_Given information_.
* * *

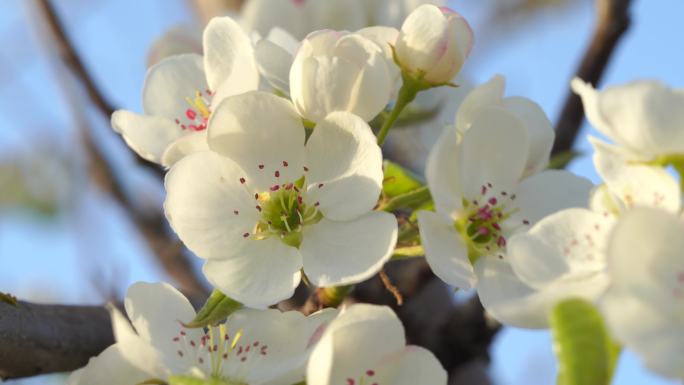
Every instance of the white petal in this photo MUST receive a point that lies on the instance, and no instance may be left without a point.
(353, 343)
(109, 367)
(548, 192)
(489, 93)
(155, 309)
(445, 251)
(260, 274)
(569, 242)
(540, 131)
(513, 303)
(274, 63)
(137, 351)
(263, 134)
(413, 365)
(442, 172)
(342, 253)
(643, 329)
(204, 192)
(591, 103)
(646, 255)
(634, 184)
(229, 57)
(148, 136)
(643, 116)
(170, 82)
(493, 152)
(373, 90)
(184, 146)
(283, 336)
(342, 154)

* * *

_Exercise description_. Report each line in the listing above that contains the string "MUST".

_Task answer_.
Every instance of the white petal in this photo MUST receive a point that lies on the instance, and no instance may be left without a point.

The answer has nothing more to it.